● What the task asks
Each line of the material below with the word "parked" is to be reported.

● Source data
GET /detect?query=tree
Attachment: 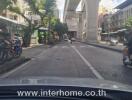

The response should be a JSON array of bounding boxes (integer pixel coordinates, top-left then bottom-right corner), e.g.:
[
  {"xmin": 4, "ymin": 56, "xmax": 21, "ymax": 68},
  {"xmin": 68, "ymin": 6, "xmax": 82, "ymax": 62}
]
[
  {"xmin": 27, "ymin": 0, "xmax": 56, "ymax": 26},
  {"xmin": 8, "ymin": 5, "xmax": 34, "ymax": 47},
  {"xmin": 8, "ymin": 0, "xmax": 56, "ymax": 47},
  {"xmin": 125, "ymin": 17, "xmax": 132, "ymax": 31},
  {"xmin": 0, "ymin": 0, "xmax": 11, "ymax": 14},
  {"xmin": 53, "ymin": 19, "xmax": 68, "ymax": 40},
  {"xmin": 0, "ymin": 0, "xmax": 56, "ymax": 46}
]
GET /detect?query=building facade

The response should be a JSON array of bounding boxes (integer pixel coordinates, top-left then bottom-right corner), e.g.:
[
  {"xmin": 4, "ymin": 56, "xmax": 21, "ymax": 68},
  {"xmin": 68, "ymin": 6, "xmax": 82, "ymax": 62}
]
[{"xmin": 103, "ymin": 0, "xmax": 132, "ymax": 32}]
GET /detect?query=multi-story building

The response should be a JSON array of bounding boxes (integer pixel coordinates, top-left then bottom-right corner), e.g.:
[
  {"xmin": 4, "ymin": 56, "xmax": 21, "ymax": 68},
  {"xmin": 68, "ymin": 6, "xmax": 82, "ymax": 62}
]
[{"xmin": 111, "ymin": 0, "xmax": 132, "ymax": 31}]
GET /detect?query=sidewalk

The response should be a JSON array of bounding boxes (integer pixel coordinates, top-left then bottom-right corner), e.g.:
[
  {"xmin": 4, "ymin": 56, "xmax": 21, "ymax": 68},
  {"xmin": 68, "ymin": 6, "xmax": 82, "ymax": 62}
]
[{"xmin": 80, "ymin": 41, "xmax": 124, "ymax": 53}]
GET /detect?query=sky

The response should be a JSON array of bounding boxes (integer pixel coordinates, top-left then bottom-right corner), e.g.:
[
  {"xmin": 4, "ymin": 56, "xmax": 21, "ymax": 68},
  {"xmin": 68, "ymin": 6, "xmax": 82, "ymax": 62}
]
[
  {"xmin": 56, "ymin": 0, "xmax": 126, "ymax": 22},
  {"xmin": 100, "ymin": 0, "xmax": 126, "ymax": 8}
]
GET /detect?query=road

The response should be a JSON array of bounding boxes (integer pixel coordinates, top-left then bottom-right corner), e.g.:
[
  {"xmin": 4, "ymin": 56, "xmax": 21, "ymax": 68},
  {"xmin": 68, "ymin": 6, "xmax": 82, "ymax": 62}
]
[{"xmin": 1, "ymin": 41, "xmax": 132, "ymax": 85}]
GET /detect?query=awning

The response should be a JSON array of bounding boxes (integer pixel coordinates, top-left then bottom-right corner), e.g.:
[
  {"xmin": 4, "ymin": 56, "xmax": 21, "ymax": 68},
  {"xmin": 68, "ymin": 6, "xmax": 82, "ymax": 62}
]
[
  {"xmin": 117, "ymin": 29, "xmax": 127, "ymax": 33},
  {"xmin": 101, "ymin": 33, "xmax": 108, "ymax": 35}
]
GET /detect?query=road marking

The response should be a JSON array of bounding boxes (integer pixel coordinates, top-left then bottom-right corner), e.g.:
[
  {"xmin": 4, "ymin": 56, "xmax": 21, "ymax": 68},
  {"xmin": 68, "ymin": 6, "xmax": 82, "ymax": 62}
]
[
  {"xmin": 71, "ymin": 46, "xmax": 104, "ymax": 80},
  {"xmin": 0, "ymin": 60, "xmax": 31, "ymax": 78}
]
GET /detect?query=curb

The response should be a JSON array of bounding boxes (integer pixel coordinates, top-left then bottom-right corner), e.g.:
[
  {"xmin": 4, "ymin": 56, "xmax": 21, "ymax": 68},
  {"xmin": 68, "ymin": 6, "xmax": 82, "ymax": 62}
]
[
  {"xmin": 79, "ymin": 41, "xmax": 122, "ymax": 53},
  {"xmin": 23, "ymin": 44, "xmax": 44, "ymax": 50},
  {"xmin": 0, "ymin": 57, "xmax": 30, "ymax": 75}
]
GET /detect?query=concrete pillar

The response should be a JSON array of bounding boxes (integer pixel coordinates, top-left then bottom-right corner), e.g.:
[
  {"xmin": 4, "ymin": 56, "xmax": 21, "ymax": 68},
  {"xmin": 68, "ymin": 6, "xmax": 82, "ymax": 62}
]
[
  {"xmin": 84, "ymin": 0, "xmax": 100, "ymax": 42},
  {"xmin": 77, "ymin": 12, "xmax": 82, "ymax": 39}
]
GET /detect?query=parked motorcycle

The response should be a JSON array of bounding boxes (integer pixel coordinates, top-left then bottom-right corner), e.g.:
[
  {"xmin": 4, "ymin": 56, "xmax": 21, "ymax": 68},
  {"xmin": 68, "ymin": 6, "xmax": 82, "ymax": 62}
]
[
  {"xmin": 13, "ymin": 45, "xmax": 22, "ymax": 58},
  {"xmin": 0, "ymin": 39, "xmax": 22, "ymax": 65},
  {"xmin": 0, "ymin": 40, "xmax": 6, "ymax": 64},
  {"xmin": 12, "ymin": 39, "xmax": 22, "ymax": 58}
]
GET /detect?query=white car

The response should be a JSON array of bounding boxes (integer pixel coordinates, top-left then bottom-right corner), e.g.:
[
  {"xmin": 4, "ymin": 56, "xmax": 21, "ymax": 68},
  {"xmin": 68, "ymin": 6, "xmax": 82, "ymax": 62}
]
[
  {"xmin": 109, "ymin": 39, "xmax": 118, "ymax": 46},
  {"xmin": 71, "ymin": 38, "xmax": 76, "ymax": 41}
]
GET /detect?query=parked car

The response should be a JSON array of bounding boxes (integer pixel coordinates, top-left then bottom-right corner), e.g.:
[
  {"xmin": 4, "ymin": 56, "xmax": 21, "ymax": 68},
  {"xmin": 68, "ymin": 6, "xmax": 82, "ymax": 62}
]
[{"xmin": 109, "ymin": 38, "xmax": 118, "ymax": 46}]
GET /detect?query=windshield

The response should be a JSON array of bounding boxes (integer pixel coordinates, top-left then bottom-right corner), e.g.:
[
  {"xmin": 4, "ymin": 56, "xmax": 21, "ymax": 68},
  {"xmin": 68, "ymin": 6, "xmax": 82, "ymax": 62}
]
[{"xmin": 0, "ymin": 0, "xmax": 132, "ymax": 93}]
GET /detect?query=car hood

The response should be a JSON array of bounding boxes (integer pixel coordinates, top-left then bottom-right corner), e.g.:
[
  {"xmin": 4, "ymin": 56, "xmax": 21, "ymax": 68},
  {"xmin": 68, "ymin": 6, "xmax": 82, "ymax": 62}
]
[{"xmin": 0, "ymin": 77, "xmax": 132, "ymax": 91}]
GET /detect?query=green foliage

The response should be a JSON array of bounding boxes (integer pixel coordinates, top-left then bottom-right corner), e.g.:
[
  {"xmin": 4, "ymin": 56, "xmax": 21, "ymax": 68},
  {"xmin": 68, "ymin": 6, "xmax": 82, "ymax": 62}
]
[
  {"xmin": 44, "ymin": 0, "xmax": 56, "ymax": 15},
  {"xmin": 125, "ymin": 17, "xmax": 132, "ymax": 30},
  {"xmin": 1, "ymin": 0, "xmax": 56, "ymax": 46},
  {"xmin": 53, "ymin": 19, "xmax": 68, "ymax": 37},
  {"xmin": 0, "ymin": 0, "xmax": 11, "ymax": 14}
]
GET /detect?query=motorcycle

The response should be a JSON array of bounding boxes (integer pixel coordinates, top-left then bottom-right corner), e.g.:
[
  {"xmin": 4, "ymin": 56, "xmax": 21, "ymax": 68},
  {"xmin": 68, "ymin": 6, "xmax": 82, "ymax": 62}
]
[
  {"xmin": 122, "ymin": 45, "xmax": 132, "ymax": 67},
  {"xmin": 12, "ymin": 39, "xmax": 22, "ymax": 58},
  {"xmin": 13, "ymin": 45, "xmax": 22, "ymax": 58}
]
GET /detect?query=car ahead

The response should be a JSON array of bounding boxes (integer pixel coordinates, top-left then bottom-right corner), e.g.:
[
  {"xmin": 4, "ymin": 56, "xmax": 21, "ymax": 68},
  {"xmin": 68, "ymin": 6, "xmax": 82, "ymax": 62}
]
[
  {"xmin": 71, "ymin": 38, "xmax": 76, "ymax": 41},
  {"xmin": 0, "ymin": 77, "xmax": 131, "ymax": 100}
]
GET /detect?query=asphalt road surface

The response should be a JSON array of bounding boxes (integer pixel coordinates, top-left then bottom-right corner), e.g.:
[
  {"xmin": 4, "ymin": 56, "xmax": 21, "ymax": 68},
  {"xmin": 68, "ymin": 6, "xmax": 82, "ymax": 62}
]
[{"xmin": 1, "ymin": 41, "xmax": 132, "ymax": 85}]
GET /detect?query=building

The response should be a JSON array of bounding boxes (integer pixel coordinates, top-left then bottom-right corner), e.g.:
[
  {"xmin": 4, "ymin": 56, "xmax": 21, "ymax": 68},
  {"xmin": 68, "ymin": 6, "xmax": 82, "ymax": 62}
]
[
  {"xmin": 112, "ymin": 0, "xmax": 132, "ymax": 30},
  {"xmin": 105, "ymin": 0, "xmax": 132, "ymax": 32},
  {"xmin": 100, "ymin": 0, "xmax": 132, "ymax": 33},
  {"xmin": 0, "ymin": 0, "xmax": 30, "ymax": 25},
  {"xmin": 0, "ymin": 0, "xmax": 29, "ymax": 36}
]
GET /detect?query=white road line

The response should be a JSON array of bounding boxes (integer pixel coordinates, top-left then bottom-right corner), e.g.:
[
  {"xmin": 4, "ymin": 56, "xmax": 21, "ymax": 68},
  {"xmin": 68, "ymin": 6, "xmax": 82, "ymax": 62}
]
[
  {"xmin": 71, "ymin": 46, "xmax": 104, "ymax": 80},
  {"xmin": 0, "ymin": 60, "xmax": 31, "ymax": 78}
]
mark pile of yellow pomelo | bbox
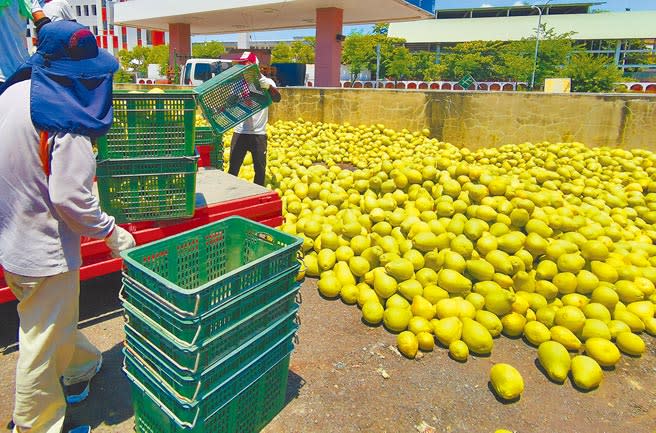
[226,118,656,400]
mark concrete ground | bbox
[0,273,655,433]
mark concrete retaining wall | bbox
[269,88,656,151]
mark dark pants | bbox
[228,133,267,186]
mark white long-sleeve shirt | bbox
[0,80,115,277]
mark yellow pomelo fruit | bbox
[615,332,645,356]
[417,331,435,351]
[523,321,551,346]
[614,309,645,333]
[438,269,472,294]
[570,355,603,390]
[304,254,320,277]
[449,340,469,362]
[550,326,582,351]
[643,317,656,336]
[475,309,503,337]
[561,293,590,309]
[357,284,378,308]
[403,249,425,271]
[416,268,439,288]
[501,312,527,338]
[423,284,449,304]
[349,235,371,255]
[408,316,433,335]
[486,250,514,274]
[615,280,644,304]
[318,274,341,298]
[317,249,336,271]
[557,253,586,273]
[466,292,486,310]
[591,286,619,310]
[461,317,494,355]
[581,240,609,261]
[576,270,599,295]
[397,331,419,359]
[582,303,611,323]
[590,261,619,283]
[525,218,553,238]
[386,293,410,310]
[634,277,655,296]
[536,305,558,328]
[321,231,340,250]
[340,284,359,305]
[625,301,654,322]
[607,320,632,339]
[581,319,611,341]
[384,307,412,332]
[535,260,558,280]
[361,300,384,325]
[348,256,370,277]
[435,297,460,319]
[525,232,548,256]
[490,363,524,400]
[497,232,526,255]
[411,295,436,321]
[433,316,463,346]
[334,261,356,287]
[538,341,571,383]
[413,231,440,253]
[534,280,559,301]
[398,279,424,301]
[335,245,355,262]
[373,271,397,299]
[455,298,476,319]
[554,306,586,335]
[385,258,415,282]
[511,295,530,315]
[585,337,621,367]
[484,290,515,316]
[552,272,578,295]
[466,259,495,282]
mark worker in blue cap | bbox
[0,19,135,433]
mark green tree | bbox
[271,43,294,63]
[192,41,225,58]
[385,46,412,81]
[562,52,624,92]
[372,23,389,35]
[117,45,170,76]
[113,68,134,83]
[440,41,503,81]
[409,51,437,80]
[342,32,406,81]
[271,37,315,63]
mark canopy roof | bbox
[389,11,656,43]
[114,0,435,34]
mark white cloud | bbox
[480,3,493,6]
[513,1,526,5]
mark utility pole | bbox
[376,44,381,87]
[530,0,553,90]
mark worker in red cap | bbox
[228,52,281,186]
[0,19,135,433]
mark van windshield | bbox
[194,63,212,82]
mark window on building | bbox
[76,5,81,15]
[83,5,89,16]
[92,5,97,15]
[92,26,98,35]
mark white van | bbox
[180,58,233,86]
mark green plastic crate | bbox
[123,285,299,374]
[124,334,293,429]
[131,351,289,433]
[120,216,302,316]
[98,91,196,159]
[193,64,272,134]
[121,268,299,346]
[194,127,224,170]
[97,156,198,223]
[124,312,298,401]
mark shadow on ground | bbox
[64,342,133,431]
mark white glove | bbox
[258,76,273,90]
[105,226,136,258]
[31,0,43,13]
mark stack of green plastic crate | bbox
[120,216,303,433]
[96,91,199,223]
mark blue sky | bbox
[193,0,655,43]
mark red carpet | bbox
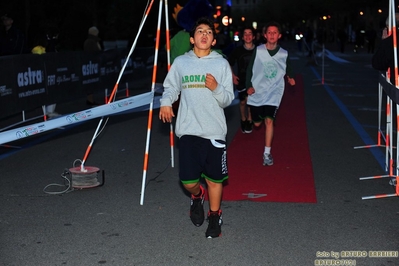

● Result
GET /detect?query=parked motorcycle
GET /detect?query=parked car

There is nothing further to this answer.